----- Source records

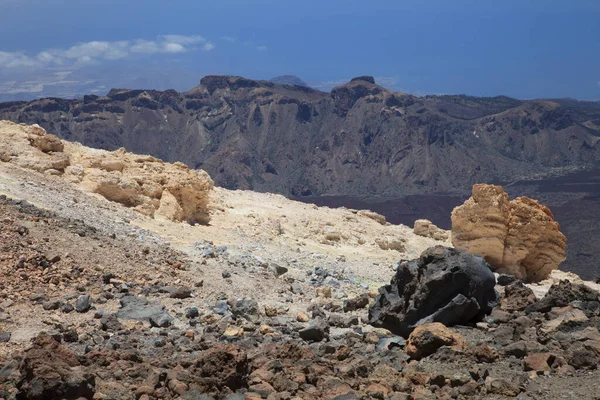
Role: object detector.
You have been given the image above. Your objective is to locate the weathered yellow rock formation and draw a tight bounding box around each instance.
[413,219,449,241]
[0,121,213,224]
[451,184,566,282]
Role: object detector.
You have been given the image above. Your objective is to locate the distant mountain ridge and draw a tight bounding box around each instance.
[1,75,600,197]
[269,75,309,87]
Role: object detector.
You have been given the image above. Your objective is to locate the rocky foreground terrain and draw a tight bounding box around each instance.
[1,75,600,197]
[1,122,600,399]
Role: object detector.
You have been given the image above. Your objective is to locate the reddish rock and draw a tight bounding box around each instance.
[16,333,95,400]
[405,323,466,360]
[524,353,559,372]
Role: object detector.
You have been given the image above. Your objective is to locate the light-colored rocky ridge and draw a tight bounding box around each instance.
[0,120,213,224]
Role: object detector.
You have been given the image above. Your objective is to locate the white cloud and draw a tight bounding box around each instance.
[256,45,267,52]
[164,42,185,53]
[159,34,205,45]
[221,36,236,42]
[0,51,39,68]
[0,34,212,69]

----------

_Assignment_
Exact reproduction of the entries above is required, with pictures excluded.

_Exercise solution_
Role: object detector.
You have been given the image above. Your objective is to locate the weathered yellow rock formation and draw a tight bounding box around each instance.
[413,219,449,241]
[0,121,213,224]
[451,184,566,282]
Role: object detector.
You have been given the image above. Your objective is to locate the distant mountain ridge and draw a tight bounding box around each instance.
[1,75,600,197]
[269,75,309,87]
Role: object detector.
You have been given the image above. Your objective is to locate the rocky foreground terrain and draw a tight bounding box around each instance.
[1,75,600,197]
[1,122,600,399]
Role: object detector.
You have been given the image above. Your objective is to locate the reddish rock and draw a tight bounding box around each instance.
[16,333,95,400]
[405,323,466,360]
[524,353,559,372]
Role: object detector.
You have been given the image above. Your objective is to locate the light-colored rocky ridge and draw a tight bounding box around each instance.
[0,120,213,224]
Role: object detector.
You have been given the image above. Your objective is to locate the white cloud and draw a tight bounding box around each instance.
[256,45,267,52]
[164,42,185,53]
[159,34,205,45]
[221,36,236,42]
[0,51,39,68]
[0,34,212,69]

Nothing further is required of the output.